(Directive)
Repeat the records in full and exactly, omitting pictures.

-- START Recorded information --

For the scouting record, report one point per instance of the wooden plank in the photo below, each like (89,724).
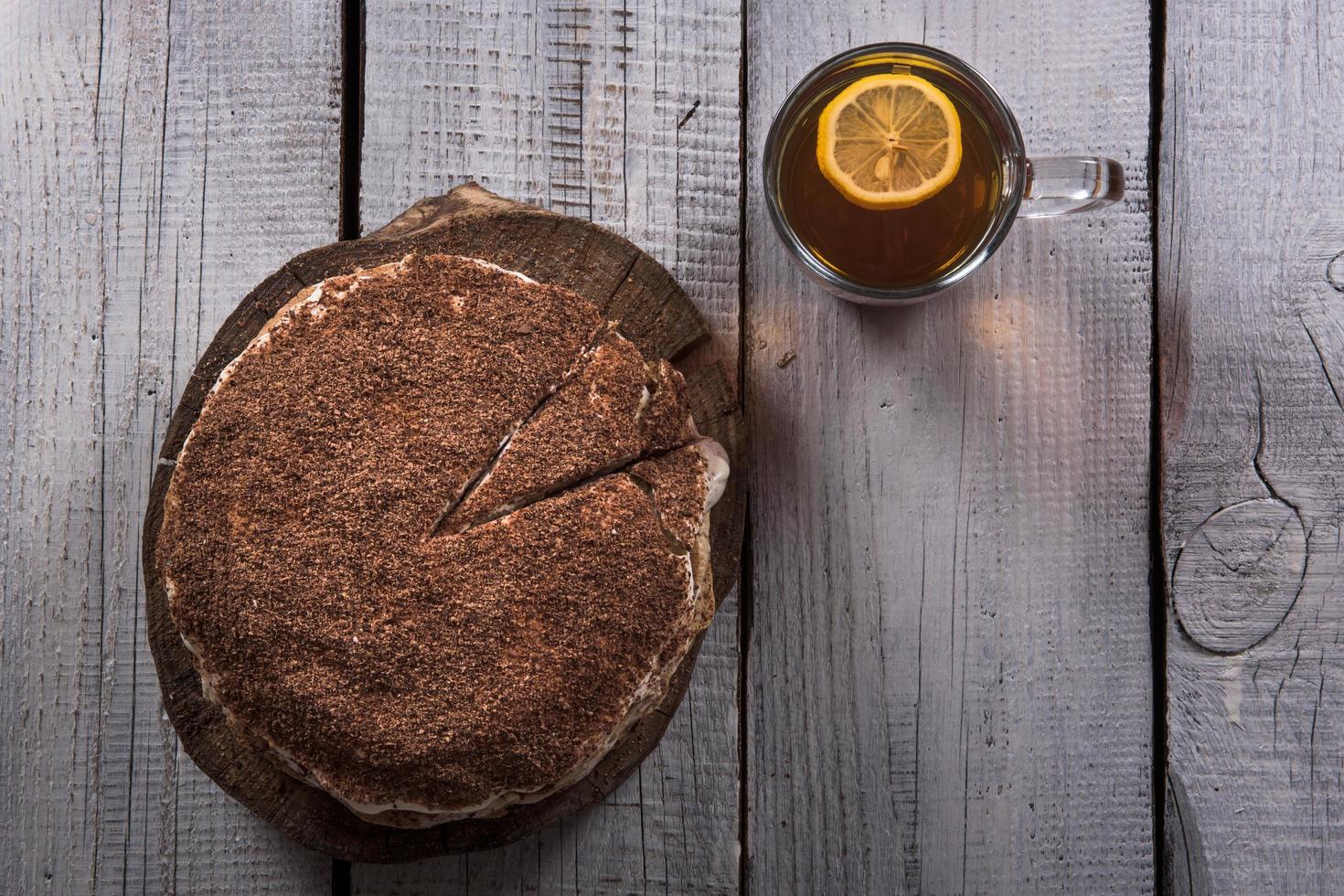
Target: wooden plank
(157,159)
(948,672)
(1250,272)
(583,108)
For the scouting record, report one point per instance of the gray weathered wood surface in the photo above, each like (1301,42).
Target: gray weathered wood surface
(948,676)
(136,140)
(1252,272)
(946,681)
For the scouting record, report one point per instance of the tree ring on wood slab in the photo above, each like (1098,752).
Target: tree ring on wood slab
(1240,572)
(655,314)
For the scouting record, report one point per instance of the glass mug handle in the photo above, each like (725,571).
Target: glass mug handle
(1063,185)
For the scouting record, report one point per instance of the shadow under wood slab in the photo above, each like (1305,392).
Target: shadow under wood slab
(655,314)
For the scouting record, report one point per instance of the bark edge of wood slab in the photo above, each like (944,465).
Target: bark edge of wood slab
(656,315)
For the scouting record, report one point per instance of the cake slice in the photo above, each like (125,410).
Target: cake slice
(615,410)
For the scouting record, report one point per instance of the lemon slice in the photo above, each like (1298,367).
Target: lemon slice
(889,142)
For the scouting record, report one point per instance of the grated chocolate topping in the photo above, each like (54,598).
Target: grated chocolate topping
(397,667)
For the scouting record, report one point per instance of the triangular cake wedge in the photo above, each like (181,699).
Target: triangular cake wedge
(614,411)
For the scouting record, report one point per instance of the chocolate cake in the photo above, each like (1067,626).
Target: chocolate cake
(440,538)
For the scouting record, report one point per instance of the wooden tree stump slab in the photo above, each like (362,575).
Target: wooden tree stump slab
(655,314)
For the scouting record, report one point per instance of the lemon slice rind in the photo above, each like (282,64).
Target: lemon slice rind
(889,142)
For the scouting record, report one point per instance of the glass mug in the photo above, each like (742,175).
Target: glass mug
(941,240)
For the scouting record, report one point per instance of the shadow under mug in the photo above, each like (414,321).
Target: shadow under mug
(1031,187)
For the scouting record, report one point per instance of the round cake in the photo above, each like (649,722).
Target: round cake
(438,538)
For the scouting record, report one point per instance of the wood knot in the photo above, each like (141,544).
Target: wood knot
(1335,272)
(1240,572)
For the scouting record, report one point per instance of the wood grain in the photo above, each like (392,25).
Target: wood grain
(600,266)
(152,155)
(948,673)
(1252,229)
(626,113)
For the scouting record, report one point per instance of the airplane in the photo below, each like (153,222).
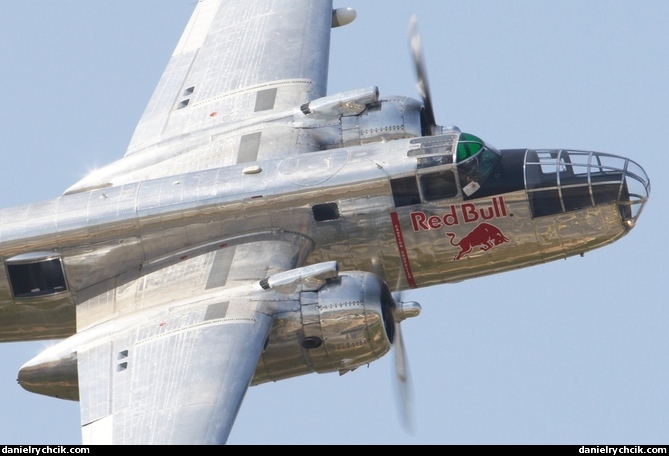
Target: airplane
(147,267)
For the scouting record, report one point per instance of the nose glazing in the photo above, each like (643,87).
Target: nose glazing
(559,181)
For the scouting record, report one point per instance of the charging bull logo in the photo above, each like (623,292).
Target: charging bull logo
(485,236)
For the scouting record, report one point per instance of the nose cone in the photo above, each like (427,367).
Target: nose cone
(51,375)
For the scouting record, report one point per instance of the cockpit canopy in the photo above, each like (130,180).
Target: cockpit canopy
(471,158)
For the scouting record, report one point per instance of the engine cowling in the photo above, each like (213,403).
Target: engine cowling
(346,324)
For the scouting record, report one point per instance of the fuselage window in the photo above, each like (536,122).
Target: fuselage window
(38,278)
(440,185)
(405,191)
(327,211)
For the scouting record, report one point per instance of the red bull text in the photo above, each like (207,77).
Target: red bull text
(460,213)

-- END Recorded information --

(Written solution)
For the scouting record, report one point per instance of the wooden plank in the photo below, each like (89,724).
Target: wooden plank
(157,159)
(948,672)
(1250,272)
(583,108)
For the scouting record, report one point per instance of the gray weathered wood surface in the photo above, each like (1301,42).
Target: gray weathered wood surface
(948,676)
(136,140)
(1252,272)
(946,681)
For the scouting record, report one point per instance of the tree ring on wood slab in the photo above, each like (1098,752).
Target: tree ring on wood slab
(1240,572)
(655,314)
For the scouting record, report one point per instance of the glass mug handle in the photo above, each like (725,571).
Target: glass mug handle
(1063,185)
For the scouting record, report one point per instance of the shadow under wood slab in the photo above, each like (1305,392).
Target: shadow under wood slab
(655,314)
For the scouting record, report one point per instance of the bark edge of wood slab in the photo above, each like (944,465).
Target: bark edge of wood slab
(656,315)
For the scouting record, report one point per instance of the cake slice in the photo above, each like (125,410).
Target: cake slice
(615,410)
For the scouting record, report one point per instance of the lemon slice in the photo above, each like (1298,367).
Target: lemon slice
(889,142)
For the scouting record, report one point per instance of the grated chocolate topping in the photo above, each like (54,598).
Target: grated chocolate topping
(397,667)
For the scouting record, report one point per instance of the triangular cake wedge in the photo above, each like (181,699).
Target: triangular cake wedge
(614,411)
For the scouting record, report one point per instance of the chocolate cake in the photo above, each like (1067,626).
Target: chocolate cake
(440,538)
For the scouting record, report one point per instance of the wooden tree stump slab in the photo above, each like (362,575).
Target: wooden tree stump slab
(655,314)
For the scouting record, report one point per instance of the lemon slice rind in the photo above, each like (282,64).
Target: lemon slice rind
(889,142)
For the scouting record, report one point per instance of the glass mug in the photo above, each like (742,175).
Target: glass mug
(941,240)
For the scouting record, report one point per instance of the shadow under mug in the photo above, each like (414,321).
Target: shadow under mug
(1031,187)
For the scouting record, report one point per instance of the round cake in the photo above, each like (649,722).
Target: round cake
(438,538)
For the scouting record, report one point per instance of the wood knot in the photo above, each like (141,544).
Target: wood knot
(1335,272)
(1240,572)
For the scouting record, report one point per instance of the wood grain in the photo above, each like (392,25).
Target: wood grain
(600,266)
(152,155)
(948,673)
(1252,229)
(626,113)
For the scouting record, report one point per instance of the airplane in the photo below, each like (153,222).
Target: airplane
(147,267)
For the scouting record, report one point per instance of the nose glazing in the photo above, each like (643,87).
Target: nose glazing
(559,181)
For the scouting record, report one point per instance of the charging bull logo in the photo above, each like (623,292).
Target: charging bull logo
(485,236)
For the scouting record, report one point per instance of the nose cone in the photo above, each like (427,367).
Target: nose cone
(51,375)
For the scouting record, report one point per instance of the cockpit canopy in the photo above, each like (130,180).
Target: cockpit canopy
(471,158)
For the scouting record, report one point per instance of the engine cowling in the photo above, each like (213,403).
Target: engine cowling
(346,324)
For the scouting record, report one point per instance of the fuselage window in the photo above, each like (536,122).
Target: fuselage window
(38,278)
(440,185)
(405,191)
(327,211)
For the scouting record, report one point per instance of the red bull text in the photo above, each like (207,77).
Target: red bull text
(460,213)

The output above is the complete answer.